- **The problem**
Update the data below by changing every "pretty-printed" to "indented" and leaving all other text as it is.

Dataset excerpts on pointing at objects
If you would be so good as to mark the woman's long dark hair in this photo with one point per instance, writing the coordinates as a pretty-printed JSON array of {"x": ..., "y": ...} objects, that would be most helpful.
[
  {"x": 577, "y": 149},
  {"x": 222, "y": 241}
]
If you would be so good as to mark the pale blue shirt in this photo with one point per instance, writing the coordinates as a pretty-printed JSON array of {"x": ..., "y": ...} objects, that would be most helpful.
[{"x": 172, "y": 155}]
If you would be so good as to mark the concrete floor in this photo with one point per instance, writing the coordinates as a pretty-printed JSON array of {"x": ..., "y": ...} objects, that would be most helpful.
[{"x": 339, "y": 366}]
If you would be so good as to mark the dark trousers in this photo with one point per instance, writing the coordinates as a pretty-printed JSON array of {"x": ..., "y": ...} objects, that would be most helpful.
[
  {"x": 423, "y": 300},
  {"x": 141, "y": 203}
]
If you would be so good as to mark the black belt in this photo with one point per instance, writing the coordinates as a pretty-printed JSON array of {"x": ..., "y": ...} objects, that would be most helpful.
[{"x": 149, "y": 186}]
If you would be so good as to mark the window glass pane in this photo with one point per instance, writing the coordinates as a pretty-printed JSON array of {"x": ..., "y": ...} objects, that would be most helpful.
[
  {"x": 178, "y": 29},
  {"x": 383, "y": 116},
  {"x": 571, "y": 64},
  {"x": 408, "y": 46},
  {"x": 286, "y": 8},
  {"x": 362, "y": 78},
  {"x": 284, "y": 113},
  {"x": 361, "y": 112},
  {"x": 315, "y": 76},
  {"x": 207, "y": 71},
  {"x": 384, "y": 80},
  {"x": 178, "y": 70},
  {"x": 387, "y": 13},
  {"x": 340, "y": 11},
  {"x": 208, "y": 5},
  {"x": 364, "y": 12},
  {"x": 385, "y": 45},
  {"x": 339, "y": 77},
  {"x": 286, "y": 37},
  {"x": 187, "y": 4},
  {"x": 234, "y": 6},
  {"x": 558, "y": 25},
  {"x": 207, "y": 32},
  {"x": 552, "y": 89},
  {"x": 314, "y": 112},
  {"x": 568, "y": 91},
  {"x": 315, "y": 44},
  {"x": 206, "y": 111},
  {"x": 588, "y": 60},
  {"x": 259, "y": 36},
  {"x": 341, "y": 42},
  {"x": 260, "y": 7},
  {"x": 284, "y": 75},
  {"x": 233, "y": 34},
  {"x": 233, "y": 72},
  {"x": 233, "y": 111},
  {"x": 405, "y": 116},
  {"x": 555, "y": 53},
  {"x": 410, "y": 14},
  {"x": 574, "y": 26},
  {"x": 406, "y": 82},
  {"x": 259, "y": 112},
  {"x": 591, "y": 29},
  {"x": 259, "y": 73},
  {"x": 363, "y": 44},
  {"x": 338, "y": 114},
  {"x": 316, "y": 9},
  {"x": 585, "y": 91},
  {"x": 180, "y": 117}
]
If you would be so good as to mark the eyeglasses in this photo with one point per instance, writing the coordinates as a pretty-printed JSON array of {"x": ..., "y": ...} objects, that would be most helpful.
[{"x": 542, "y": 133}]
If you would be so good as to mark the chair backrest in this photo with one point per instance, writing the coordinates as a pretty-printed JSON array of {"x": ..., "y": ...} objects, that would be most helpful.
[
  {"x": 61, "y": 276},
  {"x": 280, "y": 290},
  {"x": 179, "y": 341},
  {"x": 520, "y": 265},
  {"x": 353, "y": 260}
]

- **Completed task**
If you would be so good as to mark the woman's long dark hair in this photo with one point per instance, writing the coordinates as a indented JSON array of {"x": ..., "y": ...} objects, that would be most helpful.
[
  {"x": 577, "y": 149},
  {"x": 222, "y": 241}
]
If you would be so good as to mark the pale blue shirt in this photo with one point per instance, writing the coordinates as a indented JSON array of {"x": ..., "y": ...} objects, that would be most helpful.
[{"x": 172, "y": 155}]
If you would be so good as to mark the concrete floor in this photo with one point per instance, writing the coordinates as a indented JSON array of {"x": ..., "y": ...} objects, that would be most helpful.
[{"x": 339, "y": 366}]
If you would be so good as to mark the dark trousers in this photo with one point per instance, writing the coordinates as a indented JSON array of {"x": ..., "y": ...} objects, that would be most helpful.
[
  {"x": 423, "y": 300},
  {"x": 141, "y": 203}
]
If you would be so good as to mark the black belt in this photo with one point per instance, writing the coordinates as a indented JSON array of {"x": ..., "y": ...} objects, that would be most helpful.
[{"x": 149, "y": 186}]
If you would be so good as to mark the window glass pane in this photo with one point per instance, writing the coordinates as a indented JSON array of {"x": ..., "y": ...} objects, that would be most helpful.
[
  {"x": 178, "y": 29},
  {"x": 383, "y": 116},
  {"x": 571, "y": 64},
  {"x": 408, "y": 46},
  {"x": 286, "y": 8},
  {"x": 362, "y": 78},
  {"x": 284, "y": 113},
  {"x": 361, "y": 112},
  {"x": 315, "y": 76},
  {"x": 207, "y": 71},
  {"x": 384, "y": 80},
  {"x": 178, "y": 70},
  {"x": 387, "y": 13},
  {"x": 340, "y": 11},
  {"x": 208, "y": 5},
  {"x": 364, "y": 12},
  {"x": 385, "y": 45},
  {"x": 339, "y": 77},
  {"x": 286, "y": 37},
  {"x": 187, "y": 4},
  {"x": 234, "y": 6},
  {"x": 558, "y": 25},
  {"x": 207, "y": 32},
  {"x": 552, "y": 89},
  {"x": 314, "y": 112},
  {"x": 568, "y": 91},
  {"x": 315, "y": 44},
  {"x": 206, "y": 111},
  {"x": 588, "y": 60},
  {"x": 259, "y": 36},
  {"x": 341, "y": 42},
  {"x": 260, "y": 7},
  {"x": 284, "y": 75},
  {"x": 233, "y": 34},
  {"x": 233, "y": 72},
  {"x": 233, "y": 111},
  {"x": 405, "y": 116},
  {"x": 555, "y": 53},
  {"x": 410, "y": 14},
  {"x": 574, "y": 26},
  {"x": 406, "y": 82},
  {"x": 259, "y": 112},
  {"x": 591, "y": 29},
  {"x": 259, "y": 73},
  {"x": 363, "y": 44},
  {"x": 338, "y": 114},
  {"x": 316, "y": 9},
  {"x": 585, "y": 91},
  {"x": 180, "y": 117}
]
If you would be so good as to mark the eyeglasses in this photo with one point per instance, writing the coordinates as a indented JSON array of {"x": ..., "y": ...} objects, that would be most helpful.
[{"x": 542, "y": 133}]
If you would be so good as to mark the chair backrest in this photo with one point per instance, writing the coordinates as a indented JSON array of {"x": ..., "y": ...} objects, that would be most helpful.
[
  {"x": 61, "y": 276},
  {"x": 280, "y": 290},
  {"x": 179, "y": 341},
  {"x": 520, "y": 265},
  {"x": 353, "y": 260}
]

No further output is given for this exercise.